### Your objective
Rewrite the records below with every "drop a single marker" swapped for "place one point" and everything else unchanged. Leave the pictures out of your answer.

•••

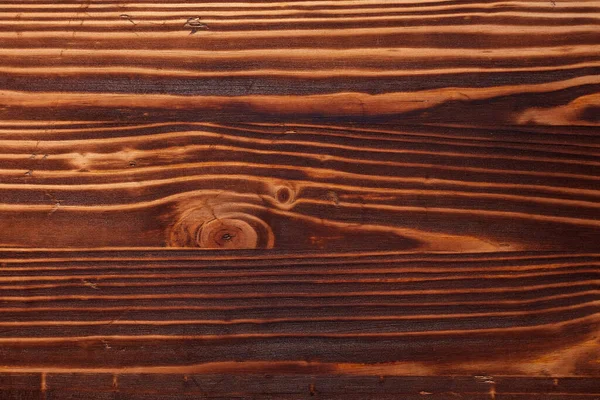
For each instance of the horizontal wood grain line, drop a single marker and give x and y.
(582, 286)
(342, 274)
(19, 256)
(49, 340)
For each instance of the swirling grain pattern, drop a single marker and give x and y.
(299, 199)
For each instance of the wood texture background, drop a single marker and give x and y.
(384, 199)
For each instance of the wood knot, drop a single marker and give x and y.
(227, 234)
(203, 228)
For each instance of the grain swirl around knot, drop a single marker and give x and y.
(210, 228)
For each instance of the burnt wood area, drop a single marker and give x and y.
(306, 199)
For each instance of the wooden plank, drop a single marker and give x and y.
(299, 199)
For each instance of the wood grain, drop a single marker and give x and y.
(299, 199)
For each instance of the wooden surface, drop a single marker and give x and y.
(303, 199)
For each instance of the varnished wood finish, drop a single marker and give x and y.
(302, 199)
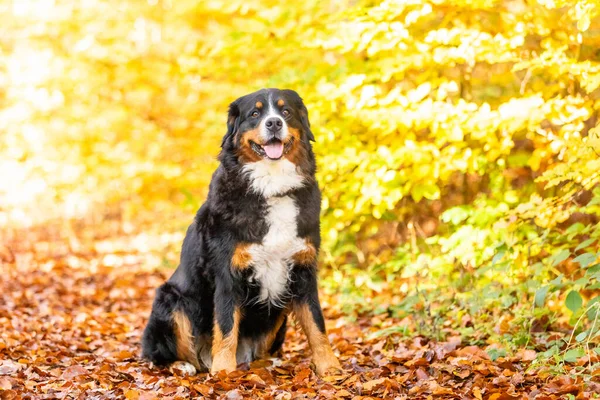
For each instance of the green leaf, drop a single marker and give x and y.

•••

### Expected output
For each instance of the horizontal wood grain line, place one point and give x and y.
(582, 286)
(342, 274)
(19, 256)
(49, 340)
For each instance of the swirling grain pattern, place one point and give x and y.
(299, 199)
For each instance of the wood texture background, place one point and give x and y.
(384, 199)
For each instance of the wood knot, place one point and give x and y.
(227, 234)
(203, 228)
For each instance of the grain swirl around knot, place one point and give x and y.
(210, 228)
For each instance of the burnt wood area, place one point and give x and y.
(306, 199)
For each instance of the wooden plank, place one point and give x and y.
(299, 199)
For each instance of the wood grain, place one point and give x and y.
(299, 199)
For each instance of the wooden surface, place one point and give x and y.
(303, 199)
For each instance of the varnished wood finish, place one point and give x and y.
(302, 199)
For each instance of the green leaf, place one point and give x and y.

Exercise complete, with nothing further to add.